══ ИСХОДНЫЙ ТЕКСТ

У меня сформировалась привычка решать проблемы ребёнка, когда он голоден, истощён, раздет, с испуганными глазёнками. Когда его швыряют, когда вокруг него пьяные лица. Это одна ситуация. Совсем другое – когда перед тобой сидит молодая обеспеченная женщина и говорит: «Он мне не нужен». Нельзя, чтобы можно было легко отказаться от собственного ребёнка. Государство должно заставить, понудить исполнять родительские обязанности, если семья не хочет делать этого добровольно. Хотя как заставить полюбить и понимать своего ребёнка, я не знаю. 

– На апрельской сессии Законодательного Собрания области вы представили доклад о результатах работы уполномоченного за 2011 год. Отвечая на вопрос депутатов, вы отметили, что случаев жестокости по отношению к детям в нашей области не больше, чем в других регионах. Почему тогда новости из Иркутской области часто становятся событиями федерального масштаба?

– Во-первых, надо сказать спасибо средствам массовой информации…

– Без иронии?

– Без иронии. За то, что любое преступление против ребёнка становится достоянием общественности. Это вызывает резонанс и формирует отношение к такого рода преступлениям у большинства людей. Кроме того, у меня нет убеждения, что власть намерена скрывать преступления против детей. Случаев жестокого обращения не становится больше, просто каждая подобная ситуация попадает под прицел общественного внимания, мы не боимся об этом говорить. 

Вместе с тем в нынешнем году выросло количество преступлений сексуального характера. Я не считаю, что это связано с активизацией насильников. В первую очередь это результат повышения компетентности людей, которые занимаются такими преступлениями, и вообще с желанием этим заниматься и контролем за расследованием дел. Ведь раньше никто серьёзно не брался за вопросы насилия над детьми. Их просто забирали с улицы. Что с маленькими людьми там происходило, их никто не спрашивал. Вспомните 1990-е годы, когда героиновые наркоманы умирали на улицах средь бела дня. Тогда взрослые дельцы совершали страшные вещи с безнадзорными детьми: на них испытывали наркотики, проверяли их качество. Неизвестно, что делали с этими детьми, когда они находились в наркотическом состоянии. В то время первостепенным было забрать ребёнка с улицы, согреть, накормить его. Не было такой задачи – расспросить каждого, что с ним происходило на улице. Сейчас такая задача стоит.

════
══ ПРЕДОСТАВЛЕННЫЕ ДАННЫЕ

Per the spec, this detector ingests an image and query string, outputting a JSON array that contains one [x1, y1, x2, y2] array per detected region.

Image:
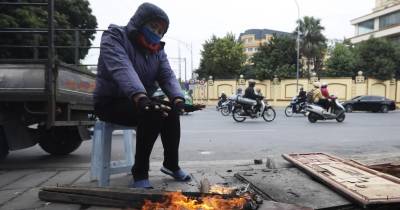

════

ПОРЯДОК ВЫПОЛНЕНИЯ: Перепечатайте из исходного текста отрывок от слов «У меня сформировалась» до слов «событиями федерального масштаба?» включительно.

ОТВЕТ НА ЗАДАНИЕ:
У меня сформировалась привычка решать проблемы ребёнка, когда он голоден, истощён, раздет, с испуганными глазёнками. Когда его швыряют, когда вокруг него пьяные лица. Это одна ситуация. Совсем другое – когда перед тобой сидит молодая обеспеченная женщина и говорит: «Он мне не нужен». Нельзя, чтобы можно было легко отказаться от собственного ребёнка. Государство должно заставить, понудить исполнять родительские обязанности, если семья не хочет делать этого добровольно. Хотя как заставить полюбить и понимать своего ребёнка, я не знаю. 

– На апрельской сессии Законодательного Собрания области вы представили доклад о результатах работы уполномоченного за 2011 год. Отвечая на вопрос депутатов, вы отметили, что случаев жестокости по отношению к детям в нашей области не больше, чем в других регионах. Почему тогда новости из Иркутской области часто становятся событиями федерального масштаба?